▸ What the task asks: Reproduce each record exactly, leaving out no line.

▸ Input data:
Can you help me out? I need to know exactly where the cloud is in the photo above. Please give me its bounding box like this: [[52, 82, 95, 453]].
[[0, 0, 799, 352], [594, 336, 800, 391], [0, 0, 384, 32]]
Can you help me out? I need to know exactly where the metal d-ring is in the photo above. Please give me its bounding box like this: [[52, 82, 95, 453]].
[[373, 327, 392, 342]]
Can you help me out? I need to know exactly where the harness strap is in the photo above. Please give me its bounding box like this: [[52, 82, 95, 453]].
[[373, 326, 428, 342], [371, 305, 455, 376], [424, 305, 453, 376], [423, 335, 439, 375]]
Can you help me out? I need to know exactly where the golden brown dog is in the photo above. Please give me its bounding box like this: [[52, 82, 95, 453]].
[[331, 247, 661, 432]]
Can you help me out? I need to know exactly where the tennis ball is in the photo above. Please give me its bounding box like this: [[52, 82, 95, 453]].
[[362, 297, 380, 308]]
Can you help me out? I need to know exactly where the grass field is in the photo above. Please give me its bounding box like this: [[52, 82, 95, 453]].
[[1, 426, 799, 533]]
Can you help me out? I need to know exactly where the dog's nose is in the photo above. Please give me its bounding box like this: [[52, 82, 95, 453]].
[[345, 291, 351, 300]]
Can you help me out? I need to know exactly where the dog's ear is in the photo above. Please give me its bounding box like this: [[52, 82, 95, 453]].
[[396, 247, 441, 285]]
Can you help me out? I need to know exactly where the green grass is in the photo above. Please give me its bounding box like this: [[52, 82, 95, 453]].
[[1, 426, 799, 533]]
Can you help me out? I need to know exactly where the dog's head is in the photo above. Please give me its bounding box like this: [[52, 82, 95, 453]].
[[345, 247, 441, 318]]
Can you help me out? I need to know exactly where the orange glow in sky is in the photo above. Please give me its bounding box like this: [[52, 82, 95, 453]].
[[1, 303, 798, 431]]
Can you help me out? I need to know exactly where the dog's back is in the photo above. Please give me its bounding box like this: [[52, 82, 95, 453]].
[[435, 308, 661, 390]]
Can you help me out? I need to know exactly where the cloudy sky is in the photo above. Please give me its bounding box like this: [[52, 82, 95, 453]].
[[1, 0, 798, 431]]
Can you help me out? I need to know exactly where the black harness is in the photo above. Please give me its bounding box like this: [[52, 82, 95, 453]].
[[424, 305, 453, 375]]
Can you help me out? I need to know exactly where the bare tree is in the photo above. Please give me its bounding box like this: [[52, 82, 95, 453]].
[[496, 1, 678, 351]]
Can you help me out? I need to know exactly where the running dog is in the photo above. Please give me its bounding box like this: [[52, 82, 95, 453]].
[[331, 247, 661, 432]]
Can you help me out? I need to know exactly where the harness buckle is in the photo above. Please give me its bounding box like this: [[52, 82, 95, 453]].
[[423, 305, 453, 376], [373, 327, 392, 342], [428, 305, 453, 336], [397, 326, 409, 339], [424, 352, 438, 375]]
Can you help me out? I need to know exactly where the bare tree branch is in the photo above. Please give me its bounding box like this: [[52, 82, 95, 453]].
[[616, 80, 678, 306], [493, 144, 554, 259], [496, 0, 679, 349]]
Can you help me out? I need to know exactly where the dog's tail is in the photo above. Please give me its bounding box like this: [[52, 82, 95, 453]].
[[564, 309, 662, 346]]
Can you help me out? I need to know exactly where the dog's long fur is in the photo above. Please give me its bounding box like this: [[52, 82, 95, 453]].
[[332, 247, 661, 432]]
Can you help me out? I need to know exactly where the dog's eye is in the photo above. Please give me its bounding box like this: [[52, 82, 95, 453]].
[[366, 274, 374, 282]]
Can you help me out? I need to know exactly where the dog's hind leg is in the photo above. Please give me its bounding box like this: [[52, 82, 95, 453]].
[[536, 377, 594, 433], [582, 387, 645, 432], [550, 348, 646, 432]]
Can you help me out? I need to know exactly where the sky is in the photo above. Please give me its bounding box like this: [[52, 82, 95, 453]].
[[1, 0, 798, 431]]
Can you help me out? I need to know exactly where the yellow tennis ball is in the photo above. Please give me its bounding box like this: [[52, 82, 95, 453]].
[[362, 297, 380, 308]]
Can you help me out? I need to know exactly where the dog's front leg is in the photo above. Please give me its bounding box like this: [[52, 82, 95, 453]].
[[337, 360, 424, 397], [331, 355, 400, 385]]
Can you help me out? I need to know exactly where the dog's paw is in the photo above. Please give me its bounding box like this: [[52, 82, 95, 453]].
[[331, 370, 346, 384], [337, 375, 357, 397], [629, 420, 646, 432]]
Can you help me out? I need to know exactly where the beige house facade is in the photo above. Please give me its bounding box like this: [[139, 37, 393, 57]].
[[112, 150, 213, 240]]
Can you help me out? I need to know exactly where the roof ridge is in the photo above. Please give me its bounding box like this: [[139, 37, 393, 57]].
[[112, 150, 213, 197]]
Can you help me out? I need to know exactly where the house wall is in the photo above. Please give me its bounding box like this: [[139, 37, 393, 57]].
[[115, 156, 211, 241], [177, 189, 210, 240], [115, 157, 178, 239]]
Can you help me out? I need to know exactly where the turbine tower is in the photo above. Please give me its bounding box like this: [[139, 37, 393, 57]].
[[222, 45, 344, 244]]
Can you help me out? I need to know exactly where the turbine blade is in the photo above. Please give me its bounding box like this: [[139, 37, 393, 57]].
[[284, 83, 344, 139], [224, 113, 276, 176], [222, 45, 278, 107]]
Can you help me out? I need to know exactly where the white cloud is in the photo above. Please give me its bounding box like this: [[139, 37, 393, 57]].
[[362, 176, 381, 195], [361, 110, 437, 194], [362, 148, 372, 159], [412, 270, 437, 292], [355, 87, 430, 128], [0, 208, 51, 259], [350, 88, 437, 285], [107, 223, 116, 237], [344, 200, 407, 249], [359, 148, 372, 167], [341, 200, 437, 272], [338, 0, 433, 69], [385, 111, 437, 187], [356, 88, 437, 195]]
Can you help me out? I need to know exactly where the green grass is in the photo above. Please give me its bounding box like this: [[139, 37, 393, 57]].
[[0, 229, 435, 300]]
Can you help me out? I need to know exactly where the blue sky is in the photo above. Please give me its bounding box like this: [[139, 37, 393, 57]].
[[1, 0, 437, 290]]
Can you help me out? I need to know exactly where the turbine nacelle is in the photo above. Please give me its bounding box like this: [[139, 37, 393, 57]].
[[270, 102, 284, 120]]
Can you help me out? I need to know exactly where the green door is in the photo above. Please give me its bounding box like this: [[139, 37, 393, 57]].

▸ Exercise response:
Can you help me out? I need to know exactly where the cloud is in the photo above. Please give me its bounding box like this: [[52, 82, 95, 453]].
[[0, 0, 799, 352], [594, 336, 800, 391], [0, 0, 384, 32]]
Can you help me out? I need to know exactly where the metal d-ring is in the photo above. Please give me its bounding box like this: [[52, 82, 95, 453]].
[[373, 327, 392, 342]]
Can you help me out? I need to know exactly where the harness strap is in the photo above. Please give me its bounding box like this: [[52, 82, 95, 453]].
[[373, 326, 428, 342], [371, 305, 455, 376], [424, 305, 453, 376], [423, 335, 439, 375]]
Can you help me out? I need to know exactly where the golden brown dog is in the photo above. Please give me its bounding box like this: [[52, 82, 95, 453]].
[[331, 247, 661, 432]]
Can you help me out? I need to know exactly where the tennis ball is in the photo above. Please give me its bounding box like this: [[52, 82, 95, 453]].
[[362, 297, 380, 308]]
Can you help me out? I need to know exactly where the grass field is in the photo above. Please give me its bounding box like this: [[52, 82, 95, 453]].
[[1, 426, 799, 533]]
Can you help me out? I need to know exactly where the dog's nose is in the photo above. Please give me its bounding box like this: [[52, 82, 95, 453]].
[[345, 291, 351, 300]]
Can you help me out? I need to know exactly where the dog's ear is in the photo above. Please give me its bounding box like this: [[52, 82, 95, 453]].
[[396, 247, 441, 285]]
Can you help me out? I need to know exactly where the green grass is in the photo above. Please give me its bounding box like this: [[52, 82, 95, 453]].
[[1, 426, 799, 533]]
Can you help me out? I need to know exactly where the dog's head is in the photo above. Please give me its bounding box like this: [[52, 82, 95, 453]].
[[345, 247, 441, 318]]
Can you help me out? I need to know exactly where the orange glow in sky is in the photo above. Please give me its bounding box like this: [[52, 82, 95, 453]].
[[1, 303, 798, 431]]
Can you help me out? I need to know exactly where the dog's back is in the photo above. Please give me its bounding box like this: [[52, 82, 95, 453]].
[[435, 308, 661, 390]]
Can you help me out? I need to know exactly where the cloudy sky is in the photo above. Please give me its bounding box like this: [[52, 82, 95, 453]].
[[1, 0, 798, 431]]
Can you help me out? I need to know exactly where the black harness is in the photo above. Please give me its bounding box like this: [[52, 82, 95, 453]].
[[424, 305, 453, 375]]
Can you help me out? I need to know exactly where the bare tree is in the photo above. Please give me its bounding box like this: [[52, 82, 95, 453]].
[[496, 1, 678, 351]]
Can you help me out? I need to know exactly where the running dog is in the photo above. Please give me its bounding box like this: [[52, 82, 95, 453]].
[[331, 247, 661, 432]]
Can you help me out? I need to know exactly where the harness buckle is in the photo above. Please give me its bounding box like this: [[52, 82, 95, 453]].
[[423, 305, 453, 376], [373, 327, 392, 342], [428, 305, 453, 336], [397, 326, 409, 339], [424, 352, 438, 375]]
Can you help me out? I need to know exactly where the bare tree branch is in the photo above. Please give me its bounding box like this: [[52, 82, 95, 453]].
[[616, 80, 678, 306], [493, 144, 554, 259], [496, 0, 679, 349]]
Can you help me out? I need to know exactly where the dog's tail is in the photo above. Please give me its bounding box like this: [[52, 82, 95, 453]].
[[564, 309, 662, 346]]
Can you help me out? I need to know exactly where the dog's long fur is in the photo above. Please give me its bounding box like this: [[52, 82, 95, 453]].
[[332, 247, 661, 432]]
Can you help me out? I need to know exactly where the dog's eye is in the photo above. Please give me its bounding box like this: [[52, 82, 95, 453]].
[[366, 274, 374, 282]]
Can you help me out? I need to know exactly where the dog's hind leg is in the photo above. Please give me its bounding box like this: [[52, 82, 95, 453]].
[[536, 377, 594, 433], [582, 387, 645, 432], [550, 348, 646, 432]]
Can you help me out? I need to know exactly where the sky is in the photo above. Please give me its bounding box like this: [[52, 82, 95, 453]].
[[1, 0, 798, 431]]
Can you help me out? I need to know exactly where the yellow tennis ball is in the photo above. Please give me its bounding box like this: [[52, 82, 95, 453]].
[[362, 297, 380, 308]]
Can you help me out? I need to know exactly where the dog's front leg is in the photo above. Please give me its bounding box like this: [[52, 82, 95, 453]].
[[337, 360, 424, 397], [331, 355, 400, 385]]
Can you help me out? I need to know exactly where the dog's paw is in the photo above. Please give me its bounding box like this: [[52, 82, 95, 453]].
[[331, 370, 346, 384], [337, 375, 357, 397], [629, 420, 646, 432]]
Can you help me out? I need to know exactly where the beige house facade is in the photo above. Please give me its bounding box like this: [[139, 37, 393, 57]].
[[112, 150, 213, 240]]
Can you help me out? I need to know exactly where the roof ridge is in the photo above. Please give me its bounding box like this: [[139, 37, 393, 57]].
[[112, 150, 213, 197]]
Can you help me out? I need to know exactly where the house wall is in the photo above. Please give me its bounding box like this: [[139, 37, 393, 57]].
[[115, 156, 211, 241], [177, 189, 210, 240], [115, 157, 178, 239]]
Can you help me out? I need to know exactly where the turbine tower is in the photo above. Please give me its bounding box like this: [[139, 37, 393, 57]].
[[222, 45, 344, 244]]
Can you help me out? I need to know exactly where the turbine blade is in the photo above. Please give me its bounding box like this: [[139, 37, 393, 57]].
[[284, 83, 344, 139], [224, 113, 276, 176], [222, 45, 278, 107]]
Can you help me out? I need to know exactly where the white cloud is in the photo above. Please give me its bounding box like this: [[139, 37, 393, 57]].
[[362, 176, 381, 195], [361, 110, 437, 194], [362, 148, 372, 159], [412, 270, 437, 292], [355, 87, 430, 128], [0, 208, 51, 259], [350, 88, 437, 285], [107, 223, 116, 237], [344, 200, 407, 249], [359, 148, 372, 167], [341, 200, 437, 272], [338, 0, 433, 69], [385, 111, 437, 187], [356, 88, 437, 195]]
Can you help me out? I need to know exactly where the green grass is in the photo above. Please give me its bounding box like this: [[139, 37, 393, 57]].
[[0, 229, 435, 300]]
Can you help me out? I need to know exactly where the blue sky is in the photo above. Please give me its bounding box like this: [[139, 37, 393, 57]].
[[1, 0, 437, 290]]
Can you help me out? I need to know exactly where the turbine nacelle is in the photo above. Please give me its bounding box like this: [[139, 37, 393, 57]].
[[270, 102, 284, 120]]
Can you help me out? I need to know exactly where the green door is in the photo above. Please give me its bounding box like this: [[139, 37, 393, 57]].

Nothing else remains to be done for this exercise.